Our Members

WOF is a movement focused on collaboration and kindness in the workplace, galvanising a community of women to work together as a new generation of talent across multiple sectors and industries. Learn more about the inspiring and high-achieving women who are part of our community.
Member of the month
Tina Ghazimorad
Senior Producer, Manoto TV
What is the best part of your job?
The best part of my job is having an opportunity to inspire and to have an impact on the lives of millions of people through the work that I produce; especially when it comes to the historical documentaries and TV shows. I believe it is very that the new generation understands their history, as I believe we can not go forward without understanding the past. Therefore, a large part of my work to date has been to counter any historical falsification by the current Iranian regime and to mitigate the obscuring effects of time.
If you could give one piece of advice to yourself at the start of your career what would it be?

========================================

# EXERCISE DESCRIPTION:
According to the WOF members page, what is Tina Ghazimorad's job title? The entries that come next are separate material and unrelated to the WOF members page.

# AVAILABLE DATA:

========================================

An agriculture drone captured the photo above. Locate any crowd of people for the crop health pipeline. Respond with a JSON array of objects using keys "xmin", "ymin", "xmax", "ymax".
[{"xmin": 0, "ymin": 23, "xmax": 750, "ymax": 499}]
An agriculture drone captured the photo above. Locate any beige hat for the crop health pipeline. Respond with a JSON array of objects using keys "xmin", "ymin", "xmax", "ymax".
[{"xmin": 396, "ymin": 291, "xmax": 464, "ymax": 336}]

========================================

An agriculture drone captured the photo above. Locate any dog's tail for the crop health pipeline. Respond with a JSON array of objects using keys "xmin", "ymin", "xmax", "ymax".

========================================

# RESPONSE TO THE EXERCISE:
Senior Producer at Manoto TV.